▸ Set task
Echo every line of the records below verbatim, without altering anything.

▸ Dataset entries
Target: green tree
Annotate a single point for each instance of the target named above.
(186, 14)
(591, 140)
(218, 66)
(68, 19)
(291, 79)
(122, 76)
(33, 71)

▸ Solution to this exercise
Target: green tree
Annotate a single point for each instance of the target named above.
(186, 14)
(591, 140)
(218, 66)
(68, 19)
(291, 79)
(122, 76)
(33, 71)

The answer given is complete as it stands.